(Stored records)
******
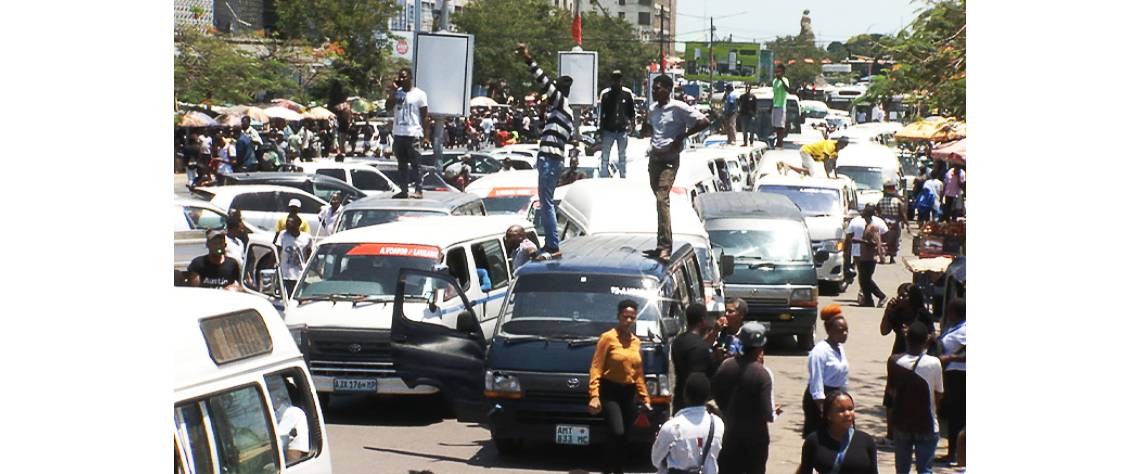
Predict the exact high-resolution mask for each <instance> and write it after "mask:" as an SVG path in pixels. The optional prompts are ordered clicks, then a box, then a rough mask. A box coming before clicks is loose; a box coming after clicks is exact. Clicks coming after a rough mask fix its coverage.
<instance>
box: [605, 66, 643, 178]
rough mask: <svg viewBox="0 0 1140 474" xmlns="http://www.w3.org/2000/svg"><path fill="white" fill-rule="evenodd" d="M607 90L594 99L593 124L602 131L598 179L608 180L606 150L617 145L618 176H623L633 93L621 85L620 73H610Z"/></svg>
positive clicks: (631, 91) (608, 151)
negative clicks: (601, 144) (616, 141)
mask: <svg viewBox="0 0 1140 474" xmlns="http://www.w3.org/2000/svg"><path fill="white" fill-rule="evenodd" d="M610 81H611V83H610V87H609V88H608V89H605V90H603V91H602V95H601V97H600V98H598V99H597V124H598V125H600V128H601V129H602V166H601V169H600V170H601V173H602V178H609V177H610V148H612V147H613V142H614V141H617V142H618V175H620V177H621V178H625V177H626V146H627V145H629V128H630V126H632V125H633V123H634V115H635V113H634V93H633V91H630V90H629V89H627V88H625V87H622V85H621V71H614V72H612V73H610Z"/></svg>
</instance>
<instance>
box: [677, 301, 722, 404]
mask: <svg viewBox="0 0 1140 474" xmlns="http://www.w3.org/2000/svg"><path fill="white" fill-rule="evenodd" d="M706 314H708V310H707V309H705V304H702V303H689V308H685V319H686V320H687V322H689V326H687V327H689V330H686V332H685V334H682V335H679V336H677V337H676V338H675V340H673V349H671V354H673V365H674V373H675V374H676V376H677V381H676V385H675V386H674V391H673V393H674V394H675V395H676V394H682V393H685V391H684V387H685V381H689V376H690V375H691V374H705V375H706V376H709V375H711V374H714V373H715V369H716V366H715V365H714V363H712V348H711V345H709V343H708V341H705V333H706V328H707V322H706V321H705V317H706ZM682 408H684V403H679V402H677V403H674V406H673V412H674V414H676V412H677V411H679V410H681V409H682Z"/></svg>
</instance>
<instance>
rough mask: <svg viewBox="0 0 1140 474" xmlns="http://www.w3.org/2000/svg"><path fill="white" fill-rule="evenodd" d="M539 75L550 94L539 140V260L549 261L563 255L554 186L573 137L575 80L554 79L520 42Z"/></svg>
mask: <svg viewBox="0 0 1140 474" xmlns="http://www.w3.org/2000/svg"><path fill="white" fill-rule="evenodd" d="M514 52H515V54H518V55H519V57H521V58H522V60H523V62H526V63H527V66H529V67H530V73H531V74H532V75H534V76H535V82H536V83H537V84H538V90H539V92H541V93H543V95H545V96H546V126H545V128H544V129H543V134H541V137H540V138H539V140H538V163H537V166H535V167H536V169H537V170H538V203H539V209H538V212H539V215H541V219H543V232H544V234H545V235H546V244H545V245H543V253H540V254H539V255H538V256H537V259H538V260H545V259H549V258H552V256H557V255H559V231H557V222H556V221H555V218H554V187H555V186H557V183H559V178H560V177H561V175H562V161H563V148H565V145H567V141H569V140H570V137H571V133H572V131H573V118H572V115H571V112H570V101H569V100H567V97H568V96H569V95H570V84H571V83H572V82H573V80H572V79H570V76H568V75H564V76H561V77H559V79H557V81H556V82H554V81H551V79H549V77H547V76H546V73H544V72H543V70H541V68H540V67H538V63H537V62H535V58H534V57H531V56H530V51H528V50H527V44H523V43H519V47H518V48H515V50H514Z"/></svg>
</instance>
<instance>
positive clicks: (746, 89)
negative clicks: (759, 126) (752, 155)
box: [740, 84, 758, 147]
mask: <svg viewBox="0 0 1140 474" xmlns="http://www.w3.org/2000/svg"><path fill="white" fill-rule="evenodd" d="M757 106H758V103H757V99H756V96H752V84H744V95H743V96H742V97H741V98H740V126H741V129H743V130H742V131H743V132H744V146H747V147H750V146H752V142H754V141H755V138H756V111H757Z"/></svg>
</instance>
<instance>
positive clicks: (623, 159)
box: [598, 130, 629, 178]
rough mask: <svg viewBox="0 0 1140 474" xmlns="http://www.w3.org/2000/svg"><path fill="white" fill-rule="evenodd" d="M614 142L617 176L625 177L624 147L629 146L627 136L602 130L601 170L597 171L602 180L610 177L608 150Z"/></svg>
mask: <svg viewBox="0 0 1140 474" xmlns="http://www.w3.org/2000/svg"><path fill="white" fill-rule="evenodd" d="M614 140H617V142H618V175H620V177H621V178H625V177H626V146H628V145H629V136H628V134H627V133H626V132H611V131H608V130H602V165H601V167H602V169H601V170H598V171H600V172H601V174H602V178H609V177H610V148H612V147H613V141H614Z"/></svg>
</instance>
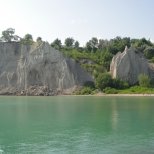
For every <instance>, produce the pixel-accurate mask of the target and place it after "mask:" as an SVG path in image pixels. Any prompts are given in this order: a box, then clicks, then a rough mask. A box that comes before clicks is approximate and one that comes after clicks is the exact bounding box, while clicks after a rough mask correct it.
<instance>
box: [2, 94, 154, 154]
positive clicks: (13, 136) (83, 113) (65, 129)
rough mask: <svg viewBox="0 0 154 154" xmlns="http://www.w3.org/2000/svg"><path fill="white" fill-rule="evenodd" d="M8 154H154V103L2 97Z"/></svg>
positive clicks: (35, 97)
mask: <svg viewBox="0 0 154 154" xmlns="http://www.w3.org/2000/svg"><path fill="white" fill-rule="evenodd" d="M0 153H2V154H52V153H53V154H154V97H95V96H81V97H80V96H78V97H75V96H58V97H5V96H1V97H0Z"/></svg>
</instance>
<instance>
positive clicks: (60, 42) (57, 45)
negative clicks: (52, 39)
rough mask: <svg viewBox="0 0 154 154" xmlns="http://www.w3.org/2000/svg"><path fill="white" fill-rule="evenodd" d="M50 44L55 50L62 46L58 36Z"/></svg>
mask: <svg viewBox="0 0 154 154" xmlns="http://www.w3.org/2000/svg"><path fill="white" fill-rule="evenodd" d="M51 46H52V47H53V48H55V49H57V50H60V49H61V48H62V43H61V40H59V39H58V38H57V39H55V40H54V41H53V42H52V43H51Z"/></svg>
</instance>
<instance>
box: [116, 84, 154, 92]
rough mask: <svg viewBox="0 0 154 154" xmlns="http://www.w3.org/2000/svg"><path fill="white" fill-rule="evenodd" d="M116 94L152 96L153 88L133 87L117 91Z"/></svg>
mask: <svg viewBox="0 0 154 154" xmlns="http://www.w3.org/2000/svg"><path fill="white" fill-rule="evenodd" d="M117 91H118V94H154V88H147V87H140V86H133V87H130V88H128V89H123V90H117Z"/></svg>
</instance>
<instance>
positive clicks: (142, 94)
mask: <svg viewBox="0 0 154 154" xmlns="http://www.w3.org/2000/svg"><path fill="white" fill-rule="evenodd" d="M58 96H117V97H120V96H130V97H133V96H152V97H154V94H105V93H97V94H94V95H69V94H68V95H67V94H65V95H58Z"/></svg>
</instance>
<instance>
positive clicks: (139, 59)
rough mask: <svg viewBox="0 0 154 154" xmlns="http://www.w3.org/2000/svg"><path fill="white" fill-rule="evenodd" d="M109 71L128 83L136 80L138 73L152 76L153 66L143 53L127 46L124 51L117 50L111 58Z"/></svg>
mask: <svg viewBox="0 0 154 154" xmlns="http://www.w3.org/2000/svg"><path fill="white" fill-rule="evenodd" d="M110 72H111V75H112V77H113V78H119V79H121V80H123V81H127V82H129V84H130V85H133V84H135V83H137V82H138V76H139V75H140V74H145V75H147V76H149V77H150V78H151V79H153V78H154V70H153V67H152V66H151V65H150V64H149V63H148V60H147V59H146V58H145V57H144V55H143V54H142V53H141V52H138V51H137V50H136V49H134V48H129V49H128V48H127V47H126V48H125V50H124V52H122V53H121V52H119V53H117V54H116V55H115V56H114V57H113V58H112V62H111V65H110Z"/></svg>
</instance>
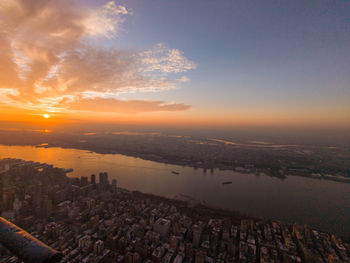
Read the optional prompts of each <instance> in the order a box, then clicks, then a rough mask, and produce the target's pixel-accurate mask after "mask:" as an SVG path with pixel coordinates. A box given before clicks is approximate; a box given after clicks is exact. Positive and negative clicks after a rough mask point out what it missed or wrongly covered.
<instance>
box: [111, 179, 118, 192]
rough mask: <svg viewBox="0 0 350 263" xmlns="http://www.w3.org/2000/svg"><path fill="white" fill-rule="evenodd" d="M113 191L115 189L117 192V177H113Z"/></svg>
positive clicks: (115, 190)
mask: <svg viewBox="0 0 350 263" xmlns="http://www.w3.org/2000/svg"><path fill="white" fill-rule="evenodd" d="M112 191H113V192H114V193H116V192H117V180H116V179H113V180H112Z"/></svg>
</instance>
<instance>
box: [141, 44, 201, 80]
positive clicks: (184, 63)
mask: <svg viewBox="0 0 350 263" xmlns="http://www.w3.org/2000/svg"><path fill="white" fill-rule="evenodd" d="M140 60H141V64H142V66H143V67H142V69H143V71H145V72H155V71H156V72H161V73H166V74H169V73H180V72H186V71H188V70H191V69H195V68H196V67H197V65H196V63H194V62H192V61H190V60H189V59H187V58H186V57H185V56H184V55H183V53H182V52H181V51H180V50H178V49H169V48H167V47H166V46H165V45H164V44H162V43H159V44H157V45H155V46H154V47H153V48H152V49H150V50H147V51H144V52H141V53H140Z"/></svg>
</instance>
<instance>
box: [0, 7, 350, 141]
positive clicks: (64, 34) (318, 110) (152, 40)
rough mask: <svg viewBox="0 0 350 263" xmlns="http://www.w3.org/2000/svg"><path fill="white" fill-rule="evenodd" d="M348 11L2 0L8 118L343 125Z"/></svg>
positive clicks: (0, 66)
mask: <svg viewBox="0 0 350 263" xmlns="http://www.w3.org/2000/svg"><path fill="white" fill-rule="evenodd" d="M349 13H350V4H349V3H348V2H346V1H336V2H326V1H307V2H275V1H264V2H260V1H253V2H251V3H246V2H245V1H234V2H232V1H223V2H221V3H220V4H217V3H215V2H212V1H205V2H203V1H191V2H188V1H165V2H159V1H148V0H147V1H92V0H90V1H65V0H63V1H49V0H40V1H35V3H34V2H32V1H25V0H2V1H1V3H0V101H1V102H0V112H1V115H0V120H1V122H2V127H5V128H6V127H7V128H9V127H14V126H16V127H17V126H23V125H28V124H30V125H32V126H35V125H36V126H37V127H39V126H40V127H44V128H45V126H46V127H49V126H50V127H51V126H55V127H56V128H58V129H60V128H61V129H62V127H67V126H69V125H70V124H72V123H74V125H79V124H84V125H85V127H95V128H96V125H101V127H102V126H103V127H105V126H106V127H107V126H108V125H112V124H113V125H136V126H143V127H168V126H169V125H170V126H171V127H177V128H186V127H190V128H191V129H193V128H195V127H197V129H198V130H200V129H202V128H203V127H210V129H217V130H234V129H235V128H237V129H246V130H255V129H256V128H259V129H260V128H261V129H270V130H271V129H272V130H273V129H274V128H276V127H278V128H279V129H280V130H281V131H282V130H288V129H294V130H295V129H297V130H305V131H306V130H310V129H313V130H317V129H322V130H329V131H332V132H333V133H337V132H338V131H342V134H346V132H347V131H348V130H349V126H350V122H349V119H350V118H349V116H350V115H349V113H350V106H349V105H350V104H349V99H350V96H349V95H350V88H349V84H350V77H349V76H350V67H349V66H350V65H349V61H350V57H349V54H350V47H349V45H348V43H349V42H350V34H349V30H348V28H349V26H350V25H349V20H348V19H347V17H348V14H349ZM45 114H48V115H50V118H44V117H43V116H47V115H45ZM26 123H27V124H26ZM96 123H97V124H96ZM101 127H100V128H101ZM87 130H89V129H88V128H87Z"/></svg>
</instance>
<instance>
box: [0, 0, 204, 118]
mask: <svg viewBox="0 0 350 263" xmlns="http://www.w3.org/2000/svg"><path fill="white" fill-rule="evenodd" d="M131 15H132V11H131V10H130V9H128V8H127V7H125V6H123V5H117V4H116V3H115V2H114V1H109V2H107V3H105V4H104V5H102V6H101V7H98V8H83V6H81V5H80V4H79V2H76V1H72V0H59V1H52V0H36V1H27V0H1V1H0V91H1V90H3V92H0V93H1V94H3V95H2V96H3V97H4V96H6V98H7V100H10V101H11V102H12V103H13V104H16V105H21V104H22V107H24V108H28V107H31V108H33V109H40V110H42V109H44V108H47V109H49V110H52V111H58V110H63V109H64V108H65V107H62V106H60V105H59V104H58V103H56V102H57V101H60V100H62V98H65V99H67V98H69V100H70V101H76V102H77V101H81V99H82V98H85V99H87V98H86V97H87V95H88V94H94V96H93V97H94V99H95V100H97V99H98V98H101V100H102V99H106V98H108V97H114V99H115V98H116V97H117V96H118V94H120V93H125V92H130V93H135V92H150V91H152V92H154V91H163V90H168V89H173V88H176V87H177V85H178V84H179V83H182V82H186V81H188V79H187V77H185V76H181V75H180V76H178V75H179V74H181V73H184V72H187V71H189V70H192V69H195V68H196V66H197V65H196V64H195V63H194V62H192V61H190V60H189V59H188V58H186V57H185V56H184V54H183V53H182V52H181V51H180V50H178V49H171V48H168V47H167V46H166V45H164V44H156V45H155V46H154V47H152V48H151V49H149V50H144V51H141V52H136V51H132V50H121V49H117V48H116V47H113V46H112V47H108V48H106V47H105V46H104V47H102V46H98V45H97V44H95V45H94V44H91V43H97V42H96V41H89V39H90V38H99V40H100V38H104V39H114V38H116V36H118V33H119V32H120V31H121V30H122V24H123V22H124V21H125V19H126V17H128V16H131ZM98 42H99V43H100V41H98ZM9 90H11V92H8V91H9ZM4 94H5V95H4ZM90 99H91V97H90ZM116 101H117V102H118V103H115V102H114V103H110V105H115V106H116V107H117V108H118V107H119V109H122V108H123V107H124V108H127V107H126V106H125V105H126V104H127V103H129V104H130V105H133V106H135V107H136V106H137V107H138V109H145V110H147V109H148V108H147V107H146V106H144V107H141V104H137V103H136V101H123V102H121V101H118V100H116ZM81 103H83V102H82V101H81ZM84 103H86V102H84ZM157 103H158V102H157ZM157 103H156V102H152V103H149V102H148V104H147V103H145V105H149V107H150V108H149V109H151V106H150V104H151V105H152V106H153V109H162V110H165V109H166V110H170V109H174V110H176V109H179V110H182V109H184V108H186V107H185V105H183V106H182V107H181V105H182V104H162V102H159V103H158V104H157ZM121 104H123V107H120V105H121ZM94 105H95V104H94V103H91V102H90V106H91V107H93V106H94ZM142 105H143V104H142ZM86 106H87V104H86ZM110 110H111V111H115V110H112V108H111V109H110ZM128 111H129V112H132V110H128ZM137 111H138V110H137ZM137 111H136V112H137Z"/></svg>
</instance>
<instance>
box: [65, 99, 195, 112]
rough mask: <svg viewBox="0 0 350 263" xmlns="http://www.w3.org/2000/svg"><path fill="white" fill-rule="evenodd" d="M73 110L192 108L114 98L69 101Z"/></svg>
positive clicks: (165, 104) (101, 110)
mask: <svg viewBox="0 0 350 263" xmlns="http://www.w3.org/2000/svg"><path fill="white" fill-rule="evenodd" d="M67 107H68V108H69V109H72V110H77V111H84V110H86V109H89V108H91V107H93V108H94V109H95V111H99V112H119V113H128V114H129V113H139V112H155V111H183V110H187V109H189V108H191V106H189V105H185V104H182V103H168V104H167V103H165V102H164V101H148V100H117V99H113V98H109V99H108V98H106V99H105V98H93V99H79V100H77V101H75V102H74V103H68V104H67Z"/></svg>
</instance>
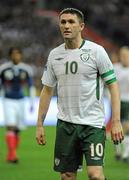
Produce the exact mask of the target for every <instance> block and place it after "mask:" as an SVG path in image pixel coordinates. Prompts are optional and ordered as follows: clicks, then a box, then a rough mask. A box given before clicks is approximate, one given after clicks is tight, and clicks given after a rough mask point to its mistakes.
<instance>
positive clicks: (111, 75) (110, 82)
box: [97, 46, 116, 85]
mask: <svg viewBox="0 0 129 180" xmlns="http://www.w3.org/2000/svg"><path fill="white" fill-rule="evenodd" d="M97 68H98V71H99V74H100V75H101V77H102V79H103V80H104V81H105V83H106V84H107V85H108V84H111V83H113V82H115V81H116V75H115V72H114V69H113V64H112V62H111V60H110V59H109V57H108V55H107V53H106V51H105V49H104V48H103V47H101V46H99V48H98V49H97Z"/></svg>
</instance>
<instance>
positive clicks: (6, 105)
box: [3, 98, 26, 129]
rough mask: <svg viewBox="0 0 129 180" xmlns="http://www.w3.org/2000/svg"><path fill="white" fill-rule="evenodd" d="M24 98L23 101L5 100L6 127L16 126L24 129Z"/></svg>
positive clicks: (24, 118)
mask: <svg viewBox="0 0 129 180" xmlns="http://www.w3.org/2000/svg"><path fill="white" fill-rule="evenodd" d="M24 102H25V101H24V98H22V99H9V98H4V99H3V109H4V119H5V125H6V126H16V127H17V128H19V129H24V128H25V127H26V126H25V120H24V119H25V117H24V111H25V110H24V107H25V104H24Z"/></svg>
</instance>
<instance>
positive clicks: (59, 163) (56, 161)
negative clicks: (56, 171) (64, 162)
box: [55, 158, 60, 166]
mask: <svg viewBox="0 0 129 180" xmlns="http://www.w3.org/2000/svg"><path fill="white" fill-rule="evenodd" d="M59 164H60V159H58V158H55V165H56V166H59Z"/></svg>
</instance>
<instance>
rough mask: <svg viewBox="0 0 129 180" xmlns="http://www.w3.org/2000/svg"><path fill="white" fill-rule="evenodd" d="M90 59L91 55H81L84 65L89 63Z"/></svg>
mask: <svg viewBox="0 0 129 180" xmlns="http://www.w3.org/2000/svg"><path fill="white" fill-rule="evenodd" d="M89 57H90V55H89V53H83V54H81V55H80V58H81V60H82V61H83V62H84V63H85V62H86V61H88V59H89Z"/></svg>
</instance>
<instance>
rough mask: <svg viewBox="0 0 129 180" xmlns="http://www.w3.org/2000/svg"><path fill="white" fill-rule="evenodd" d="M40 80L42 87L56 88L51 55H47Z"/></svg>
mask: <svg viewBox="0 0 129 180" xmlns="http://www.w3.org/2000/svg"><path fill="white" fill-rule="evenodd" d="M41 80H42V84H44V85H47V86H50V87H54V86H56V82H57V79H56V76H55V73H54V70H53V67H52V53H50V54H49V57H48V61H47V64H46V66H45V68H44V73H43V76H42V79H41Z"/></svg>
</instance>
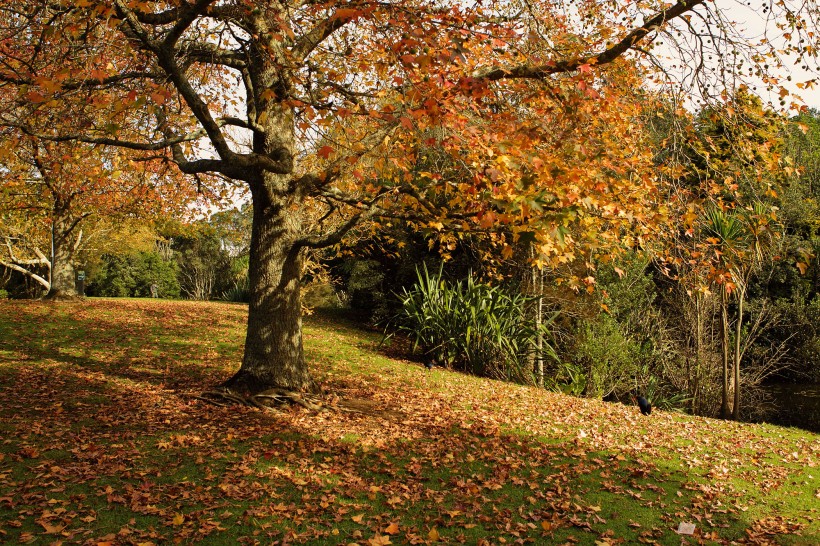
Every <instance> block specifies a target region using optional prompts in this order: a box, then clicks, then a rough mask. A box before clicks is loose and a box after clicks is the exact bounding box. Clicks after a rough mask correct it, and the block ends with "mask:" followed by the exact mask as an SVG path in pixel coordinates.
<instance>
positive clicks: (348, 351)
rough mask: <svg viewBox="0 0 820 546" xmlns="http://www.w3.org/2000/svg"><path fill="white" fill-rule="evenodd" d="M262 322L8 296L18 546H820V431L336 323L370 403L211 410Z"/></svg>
******
Task details
Above are the records; repeat exactly the lines from the one holding "box: [0, 7, 350, 141]" down to the one holding "11L2 0L8 118L343", end lines included.

Output for this task
box: [0, 7, 350, 141]
positive clicks: (64, 34) (318, 110) (152, 40)
rough mask: <svg viewBox="0 0 350 263" xmlns="http://www.w3.org/2000/svg"><path fill="white" fill-rule="evenodd" d="M348 11L2 0L8 118L343 125Z"/></svg>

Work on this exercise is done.